Input data
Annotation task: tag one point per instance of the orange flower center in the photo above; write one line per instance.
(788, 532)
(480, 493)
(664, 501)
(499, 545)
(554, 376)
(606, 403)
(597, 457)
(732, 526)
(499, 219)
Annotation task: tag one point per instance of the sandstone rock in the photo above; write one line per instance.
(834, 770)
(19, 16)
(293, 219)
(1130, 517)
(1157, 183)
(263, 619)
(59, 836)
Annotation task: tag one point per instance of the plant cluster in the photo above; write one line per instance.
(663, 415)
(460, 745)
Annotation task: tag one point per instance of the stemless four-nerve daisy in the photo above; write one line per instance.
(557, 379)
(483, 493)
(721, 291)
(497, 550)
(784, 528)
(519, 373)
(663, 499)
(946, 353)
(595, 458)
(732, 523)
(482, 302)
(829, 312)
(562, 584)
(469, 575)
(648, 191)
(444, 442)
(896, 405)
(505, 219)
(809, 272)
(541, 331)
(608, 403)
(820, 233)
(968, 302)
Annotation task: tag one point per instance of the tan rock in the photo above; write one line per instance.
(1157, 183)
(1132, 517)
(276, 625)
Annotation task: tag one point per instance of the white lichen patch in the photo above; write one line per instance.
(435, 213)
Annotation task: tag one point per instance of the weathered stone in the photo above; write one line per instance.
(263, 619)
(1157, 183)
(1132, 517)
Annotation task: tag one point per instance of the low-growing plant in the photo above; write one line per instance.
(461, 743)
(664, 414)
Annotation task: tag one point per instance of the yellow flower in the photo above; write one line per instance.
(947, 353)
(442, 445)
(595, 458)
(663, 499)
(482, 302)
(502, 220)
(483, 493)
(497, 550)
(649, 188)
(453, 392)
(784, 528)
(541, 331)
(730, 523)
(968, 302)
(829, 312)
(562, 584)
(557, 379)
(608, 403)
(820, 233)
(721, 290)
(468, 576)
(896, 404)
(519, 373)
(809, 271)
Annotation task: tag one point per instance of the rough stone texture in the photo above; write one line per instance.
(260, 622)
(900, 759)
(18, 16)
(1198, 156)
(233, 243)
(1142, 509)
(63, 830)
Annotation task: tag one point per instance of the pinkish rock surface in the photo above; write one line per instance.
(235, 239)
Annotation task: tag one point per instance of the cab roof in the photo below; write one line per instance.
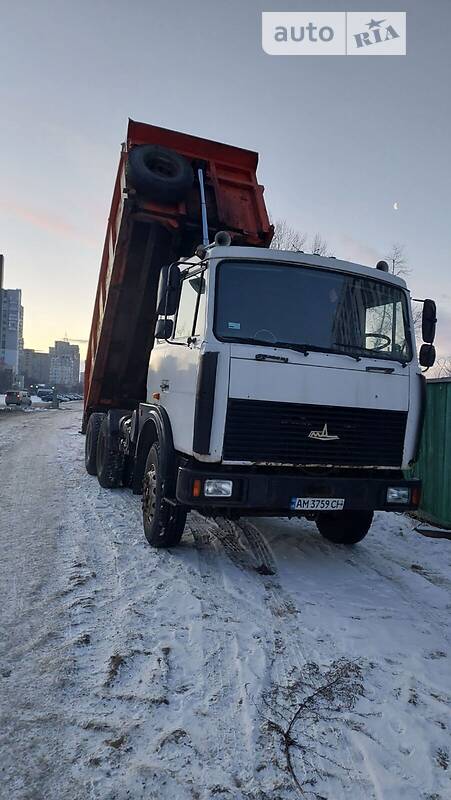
(307, 259)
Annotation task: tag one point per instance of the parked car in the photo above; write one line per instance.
(17, 398)
(46, 397)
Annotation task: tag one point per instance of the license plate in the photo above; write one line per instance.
(317, 503)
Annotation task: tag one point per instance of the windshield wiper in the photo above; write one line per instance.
(307, 348)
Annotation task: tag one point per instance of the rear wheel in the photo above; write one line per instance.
(163, 522)
(110, 461)
(344, 527)
(92, 435)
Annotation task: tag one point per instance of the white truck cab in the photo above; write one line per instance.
(289, 384)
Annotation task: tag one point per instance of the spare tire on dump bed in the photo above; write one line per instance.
(159, 173)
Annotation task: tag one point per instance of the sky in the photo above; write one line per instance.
(341, 139)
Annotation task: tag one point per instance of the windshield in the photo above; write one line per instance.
(311, 309)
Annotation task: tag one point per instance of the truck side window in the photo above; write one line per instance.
(185, 313)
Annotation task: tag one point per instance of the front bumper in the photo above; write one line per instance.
(271, 492)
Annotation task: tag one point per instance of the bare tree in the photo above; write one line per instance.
(287, 238)
(397, 260)
(319, 246)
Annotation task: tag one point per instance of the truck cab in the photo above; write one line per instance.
(290, 383)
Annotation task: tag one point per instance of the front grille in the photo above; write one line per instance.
(258, 430)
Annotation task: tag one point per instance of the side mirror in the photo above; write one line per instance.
(427, 355)
(163, 328)
(429, 321)
(168, 290)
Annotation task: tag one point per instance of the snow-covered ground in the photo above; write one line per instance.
(254, 661)
(35, 402)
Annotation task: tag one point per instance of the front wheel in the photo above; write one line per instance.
(344, 527)
(163, 522)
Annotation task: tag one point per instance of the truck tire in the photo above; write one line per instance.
(159, 173)
(163, 522)
(110, 461)
(92, 435)
(344, 527)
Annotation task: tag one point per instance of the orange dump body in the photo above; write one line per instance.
(142, 235)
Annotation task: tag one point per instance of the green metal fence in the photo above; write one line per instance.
(434, 463)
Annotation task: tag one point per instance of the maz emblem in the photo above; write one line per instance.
(323, 435)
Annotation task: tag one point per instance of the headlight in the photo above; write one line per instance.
(218, 488)
(398, 494)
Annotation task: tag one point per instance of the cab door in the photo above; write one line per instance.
(174, 364)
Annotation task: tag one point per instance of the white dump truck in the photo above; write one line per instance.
(278, 384)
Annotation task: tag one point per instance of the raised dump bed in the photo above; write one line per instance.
(156, 218)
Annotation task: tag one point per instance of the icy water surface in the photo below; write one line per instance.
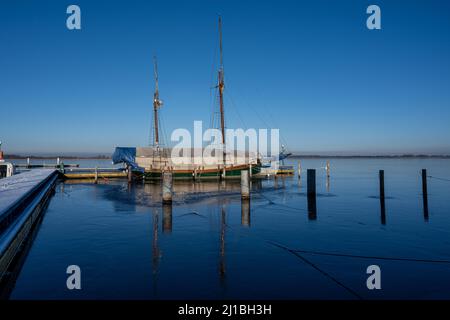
(209, 245)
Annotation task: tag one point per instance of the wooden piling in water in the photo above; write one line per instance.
(311, 193)
(328, 168)
(245, 212)
(129, 174)
(96, 175)
(425, 193)
(245, 185)
(167, 187)
(381, 178)
(311, 182)
(382, 198)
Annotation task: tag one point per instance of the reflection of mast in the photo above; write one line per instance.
(156, 104)
(221, 86)
(155, 248)
(222, 246)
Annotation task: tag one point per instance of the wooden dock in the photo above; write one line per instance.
(94, 173)
(23, 199)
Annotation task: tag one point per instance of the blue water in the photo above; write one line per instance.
(209, 246)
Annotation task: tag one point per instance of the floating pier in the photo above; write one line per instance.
(24, 198)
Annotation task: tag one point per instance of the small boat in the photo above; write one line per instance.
(151, 162)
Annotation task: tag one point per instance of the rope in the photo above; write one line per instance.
(442, 179)
(370, 257)
(326, 274)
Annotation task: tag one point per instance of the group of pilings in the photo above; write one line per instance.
(311, 192)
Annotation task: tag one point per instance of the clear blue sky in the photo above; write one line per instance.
(310, 68)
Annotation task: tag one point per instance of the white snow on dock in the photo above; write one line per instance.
(14, 188)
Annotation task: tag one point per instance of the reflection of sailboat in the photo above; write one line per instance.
(151, 162)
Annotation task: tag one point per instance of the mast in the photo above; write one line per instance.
(221, 86)
(156, 104)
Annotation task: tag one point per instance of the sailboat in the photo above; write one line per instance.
(151, 162)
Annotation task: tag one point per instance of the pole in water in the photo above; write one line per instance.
(382, 200)
(167, 218)
(311, 193)
(245, 212)
(311, 182)
(328, 168)
(129, 174)
(245, 185)
(167, 187)
(96, 175)
(425, 193)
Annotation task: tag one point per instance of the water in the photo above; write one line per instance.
(210, 247)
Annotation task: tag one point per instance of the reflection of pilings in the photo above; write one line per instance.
(311, 193)
(245, 212)
(382, 201)
(167, 218)
(425, 193)
(167, 187)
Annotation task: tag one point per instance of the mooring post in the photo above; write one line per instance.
(382, 201)
(167, 187)
(311, 193)
(381, 176)
(245, 186)
(96, 175)
(167, 218)
(129, 174)
(425, 193)
(311, 182)
(245, 212)
(328, 168)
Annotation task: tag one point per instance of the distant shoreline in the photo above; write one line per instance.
(294, 156)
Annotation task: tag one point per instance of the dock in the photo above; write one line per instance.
(23, 199)
(94, 173)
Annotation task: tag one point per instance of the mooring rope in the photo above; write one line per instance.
(370, 257)
(326, 274)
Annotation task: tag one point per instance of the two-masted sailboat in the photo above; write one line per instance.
(151, 162)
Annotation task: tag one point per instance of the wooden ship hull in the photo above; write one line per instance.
(198, 174)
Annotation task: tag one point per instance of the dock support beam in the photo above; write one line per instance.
(167, 187)
(382, 201)
(245, 185)
(425, 193)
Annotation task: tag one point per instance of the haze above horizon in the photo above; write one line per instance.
(310, 68)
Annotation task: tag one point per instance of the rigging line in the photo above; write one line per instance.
(371, 257)
(442, 179)
(326, 274)
(236, 110)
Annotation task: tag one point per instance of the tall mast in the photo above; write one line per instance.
(156, 104)
(221, 84)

What the exercise asks
An exact copy of the lines from the one containing "Annotation task: tag one point per instance of the dock in" through the end of the data above is the whole answer.

Exercise answer
Annotation task: tag one point per instance of the dock in the photo above; write one line per instance.
(23, 199)
(94, 173)
Annotation task: tag one point per instance of the mooring rope in the photo above; write one line per instance.
(370, 257)
(326, 274)
Annotation task: tag one point per instance of the two-masted sailboat in the photo above; write one line per instance.
(151, 162)
Annotation task: tag one point per instance of the wooden ship hull in the photo above; write one line per instance.
(198, 174)
Annotation task: tag one point per instance of the dock support beam in the photo above; write one line per instance.
(167, 187)
(382, 201)
(245, 185)
(425, 193)
Annotation task: tag one point per instance of the haze above horizon in the photo above; write one line per instance.
(310, 68)
Annotation task: tag one point per instance of the rigging line in the photo above; write one line per instance.
(371, 257)
(442, 179)
(326, 274)
(236, 110)
Annotation task: tag one point per instance of the tall mast in the photo above; write one line per instance.
(156, 104)
(221, 84)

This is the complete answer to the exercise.